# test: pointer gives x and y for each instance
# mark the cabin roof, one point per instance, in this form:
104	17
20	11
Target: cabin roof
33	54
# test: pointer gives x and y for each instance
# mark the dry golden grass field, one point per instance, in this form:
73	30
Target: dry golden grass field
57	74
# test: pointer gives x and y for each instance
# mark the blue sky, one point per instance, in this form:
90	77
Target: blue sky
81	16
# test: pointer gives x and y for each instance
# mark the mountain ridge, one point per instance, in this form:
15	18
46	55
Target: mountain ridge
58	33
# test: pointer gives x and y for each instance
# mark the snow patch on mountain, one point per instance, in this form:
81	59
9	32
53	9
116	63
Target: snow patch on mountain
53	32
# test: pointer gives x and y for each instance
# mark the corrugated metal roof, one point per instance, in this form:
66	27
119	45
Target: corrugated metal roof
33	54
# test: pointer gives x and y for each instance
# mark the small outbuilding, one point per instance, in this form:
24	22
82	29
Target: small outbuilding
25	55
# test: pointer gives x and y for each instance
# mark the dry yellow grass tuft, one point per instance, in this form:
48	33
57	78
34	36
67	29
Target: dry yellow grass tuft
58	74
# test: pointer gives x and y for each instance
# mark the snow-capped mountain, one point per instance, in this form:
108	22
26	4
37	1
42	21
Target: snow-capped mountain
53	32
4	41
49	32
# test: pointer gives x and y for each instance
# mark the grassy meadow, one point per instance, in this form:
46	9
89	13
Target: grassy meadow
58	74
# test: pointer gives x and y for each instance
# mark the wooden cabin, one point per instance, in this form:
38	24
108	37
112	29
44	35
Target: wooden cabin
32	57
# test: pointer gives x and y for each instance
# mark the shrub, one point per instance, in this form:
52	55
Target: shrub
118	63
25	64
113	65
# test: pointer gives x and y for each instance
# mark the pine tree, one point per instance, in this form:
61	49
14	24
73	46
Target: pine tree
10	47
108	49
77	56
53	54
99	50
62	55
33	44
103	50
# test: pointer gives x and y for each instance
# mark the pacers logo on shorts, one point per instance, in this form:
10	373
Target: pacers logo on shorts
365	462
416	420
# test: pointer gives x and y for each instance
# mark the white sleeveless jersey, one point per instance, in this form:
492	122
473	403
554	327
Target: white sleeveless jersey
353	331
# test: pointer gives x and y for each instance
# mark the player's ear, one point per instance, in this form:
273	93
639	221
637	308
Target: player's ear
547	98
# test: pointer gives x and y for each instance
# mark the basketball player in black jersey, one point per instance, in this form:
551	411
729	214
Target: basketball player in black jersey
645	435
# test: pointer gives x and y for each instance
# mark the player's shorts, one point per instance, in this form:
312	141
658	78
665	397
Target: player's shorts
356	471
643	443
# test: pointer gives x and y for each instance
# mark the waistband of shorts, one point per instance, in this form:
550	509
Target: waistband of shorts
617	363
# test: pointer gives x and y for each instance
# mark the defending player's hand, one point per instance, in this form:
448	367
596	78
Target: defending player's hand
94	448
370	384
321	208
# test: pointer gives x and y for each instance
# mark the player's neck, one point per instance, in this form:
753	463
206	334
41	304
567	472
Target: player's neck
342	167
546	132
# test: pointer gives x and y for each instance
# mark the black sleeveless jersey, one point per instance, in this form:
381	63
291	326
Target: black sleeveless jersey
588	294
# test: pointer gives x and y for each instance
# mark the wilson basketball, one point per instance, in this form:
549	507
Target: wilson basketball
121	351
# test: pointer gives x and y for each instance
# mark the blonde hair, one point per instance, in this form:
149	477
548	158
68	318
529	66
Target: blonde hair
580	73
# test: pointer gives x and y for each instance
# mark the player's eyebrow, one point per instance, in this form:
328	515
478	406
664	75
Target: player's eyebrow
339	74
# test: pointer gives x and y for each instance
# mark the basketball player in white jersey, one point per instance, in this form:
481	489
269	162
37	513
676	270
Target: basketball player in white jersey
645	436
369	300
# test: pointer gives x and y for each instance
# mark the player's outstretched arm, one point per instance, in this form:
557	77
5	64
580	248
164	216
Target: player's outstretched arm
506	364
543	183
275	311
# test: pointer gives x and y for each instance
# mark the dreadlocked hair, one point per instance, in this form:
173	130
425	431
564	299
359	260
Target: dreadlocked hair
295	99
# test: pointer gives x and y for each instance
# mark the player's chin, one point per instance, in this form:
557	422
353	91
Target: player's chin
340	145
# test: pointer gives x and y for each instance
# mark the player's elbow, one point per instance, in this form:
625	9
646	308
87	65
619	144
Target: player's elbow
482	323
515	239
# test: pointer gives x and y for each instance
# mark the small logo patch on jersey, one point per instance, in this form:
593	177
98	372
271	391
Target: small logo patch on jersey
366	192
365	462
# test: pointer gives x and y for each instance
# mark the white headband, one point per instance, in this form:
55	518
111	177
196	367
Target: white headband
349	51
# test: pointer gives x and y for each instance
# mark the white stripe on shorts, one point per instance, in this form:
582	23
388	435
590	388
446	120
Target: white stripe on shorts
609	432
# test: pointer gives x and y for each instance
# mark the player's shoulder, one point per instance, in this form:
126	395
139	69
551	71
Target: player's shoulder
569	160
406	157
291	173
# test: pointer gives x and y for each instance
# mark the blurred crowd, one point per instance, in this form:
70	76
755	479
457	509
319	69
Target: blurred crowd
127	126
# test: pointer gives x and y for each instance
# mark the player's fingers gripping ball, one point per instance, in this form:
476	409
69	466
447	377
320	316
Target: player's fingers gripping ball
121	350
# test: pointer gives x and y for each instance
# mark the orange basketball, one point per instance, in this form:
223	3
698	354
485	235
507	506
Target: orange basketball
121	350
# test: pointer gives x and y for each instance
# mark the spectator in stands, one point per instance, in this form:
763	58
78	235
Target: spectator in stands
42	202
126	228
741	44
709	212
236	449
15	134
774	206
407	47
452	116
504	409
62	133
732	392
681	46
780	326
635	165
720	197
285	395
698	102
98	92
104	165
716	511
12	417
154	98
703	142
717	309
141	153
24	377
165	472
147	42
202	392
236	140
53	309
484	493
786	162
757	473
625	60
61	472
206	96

_Task statement_.
Each entry above is to be returned exactly as given.

_Task result_.
# test: pointer gives x and y for each instance
# mark the cabin roof, one point per instance, in this form:
104	17
20	11
Target: cabin roof
33	54
# test: pointer gives x and y for each instance
# mark the dry golden grass field, one point per instance, in this form:
73	30
Target: dry golden grass field
57	74
# test: pointer gives x and y for each instance
# mark the blue sky, one point per instance, in this form:
90	77
Target: blue sky
81	16
# test: pointer gives x and y for each instance
# mark the mountain ridge, one point per instance, in this form:
15	18
46	55
Target: mountain ridge
58	33
# test: pointer gives x and y for each instance
# mark the snow patch on mountain, one point per instance, in this form:
81	59
9	32
53	9
116	63
Target: snow patch on mountain
53	32
# test: pointer gives x and y for each instance
# mark the corrugated metal roof, one point per instance, in this form:
66	27
119	45
Target: corrugated metal roof
33	54
# test: pointer gives x and y for each instance
# mark the small outbuilding, one point per instance, in this form:
24	22
82	29
Target: small outbuilding
25	55
# test: pointer gives x and y for each instance
# mark the dry yellow grass tuft, one point per instance, in this form:
48	33
57	78
34	36
67	29
Target: dry yellow grass tuft
58	74
# test: pointer gives x and y for each instance
# mark the snow-capped mountain, one point per instance, in this form:
108	22
26	4
37	1
42	21
Target: snow-capped mountain
53	32
4	41
49	32
# test: pointer gives x and y for each instance
# mark the grassy meadow, one point per instance, in this form:
46	9
89	13
Target: grassy meadow
58	74
# test: pointer gives x and y for each instance
# mark the wooden cabin, one point per instance, in this form:
38	24
108	37
112	29
44	35
Target: wooden cabin
32	57
# test: pointer gives x and y for each instance
# mark the shrub, one point per instance, in this form:
52	55
Target: shrub
118	63
25	64
113	65
# test: pointer gives x and y for each instance
# mark the pine tree, one point per instance, in this form:
61	49
14	24
73	46
Target: pine tree
10	47
108	49
77	56
53	54
99	50
62	55
33	44
103	50
# test: pointer gives x and y for each instance
# mark the pacers logo on shorts, one point per instance, in this form:
10	373
Target: pacers logo on shorts
365	462
416	420
# test: pointer gives x and y for each instance
# mark the white sleeveless jersey, one point per instance, in this form:
492	122
473	403
554	327
Target: white sleeveless jersey
353	331
# test: pointer gives x and y for each instance
# mark the player's ear, one point per instance, in this form:
273	93
639	221
637	308
Target: player's ear
547	98
# test: pointer gives x and y for each instance
# mark the basketball player in black jersey, one point per instance, in this form:
551	411
729	214
Target: basketball player in black jersey
645	435
# test: pointer gives x and y for each instance
# mark the player's shorts, one point per instance, in this form:
312	141
658	78
665	397
Target: player's shorts
356	471
643	443
# test: pointer gives x and y for each instance
# mark the waistband of shorts, one point per instance, in this form:
550	509
Target: waistband of shorts
617	363
# test: pointer gives x and y for each instance
# mark the defending player's hand, one point per instance, in this form:
448	367
596	78
Target: defending player's hand
94	448
370	384
321	208
# test: pointer gives x and y for each instance
# mark the player's neck, one point per instance, in this form:
753	463
206	334
41	304
567	472
Target: player's neck
342	167
546	132
# test: pointer gives x and y for each instance
# mark the black sleeveless jersey, one point per instance, in this form:
381	63
291	326
Target: black sleeveless jersey
588	294
# test: pointer gives x and y for each instance
# mark the wilson basketball, one point per instance, in this form:
549	507
Target: wilson basketball
121	351
# test: pointer gives x and y for each instance
# mark the blonde hair, one point per instance, in this form:
149	477
548	158
68	318
529	66
Target: blonde hair
580	73
# test: pointer gives x and y for each instance
# mark the player's eyebrow, one point per instance, in this form:
328	515
478	406
664	75
Target: player's eyebrow
339	74
# test: pointer gives x and y for each instance
# mark the basketball player in white jersey, one point per instance, in this form:
481	489
269	162
37	513
676	270
Target: basketball player in white jersey
645	436
369	300
# test: pointer gives x and y for each instance
# mark the player's outstretched arm, one point per instance, in this form:
557	77
5	64
580	248
164	216
Target: player's outstretched arm
506	364
543	183
275	311
# test: pointer gives x and y for each instance
# mark the dreadlocked hair, one point per instance, in this form:
173	130
425	431
564	299
359	260
Target: dreadlocked hair
295	99
# test: pointer gives x and y for each instance
# mark the player's chin, one point per instance, in this form:
557	422
353	91
Target: player's chin
340	145
# test: pointer gives x and y for each instance
# mark the player's elbow, one point per instance, in this form:
625	9
646	308
87	65
619	144
Target: player's elbow
482	323
515	239
# test: pointer gives x and y for each instance
# mark the small logo patch on jersey, one point per instance, in this form:
593	177
98	372
271	391
Target: small logo patch on jersey
366	192
365	462
# test: pointer gives x and y for each instance
# mark the white headband, one point per instance, in this form:
55	518
111	177
196	367
Target: white headband
349	51
# test: pointer gives x and y for each instance
# mark the white stripe on shorts, one point per instance, in this form:
582	23
388	435
590	388
446	120
Target: white stripe on shorts
609	432
# test: pointer gives x and y for each instance
# mark the player's shoulder, one point per instance, in this form:
126	395
139	69
551	71
Target: player's shoulder
569	160
406	157
291	173
# test: pointer gives x and y for each instance
# mark the blurred crowd, one point per instance, in this form:
70	76
755	479
457	509
319	69
Target: blurred crowd
127	126
# test: pointer gives x and y for each instance
# mark the player's fingers gripping ball, one point per instance, in this form:
476	409
69	466
447	377
320	316
Target: player's fingers gripping ball
121	350
# test: pointer gives x and y for each instance
# mark the orange basketball, one point per instance, in this form:
223	3
698	354
485	235
507	506
Target: orange basketball
121	350
# test: pointer gives x and y for each instance
# mark the spectator in stands, one point per instance, in this form:
763	58
78	235
Target: spectator in stands
42	202
126	228
741	44
709	212
236	449
15	134
774	206
407	47
452	116
504	409
62	133
732	392
681	46
780	326
635	165
720	197
285	395
698	102
98	92
104	165
716	511
12	417
154	98
703	142
717	309
141	153
24	377
165	472
147	42
202	392
236	140
53	309
484	493
786	162
757	473
625	60
61	472
206	96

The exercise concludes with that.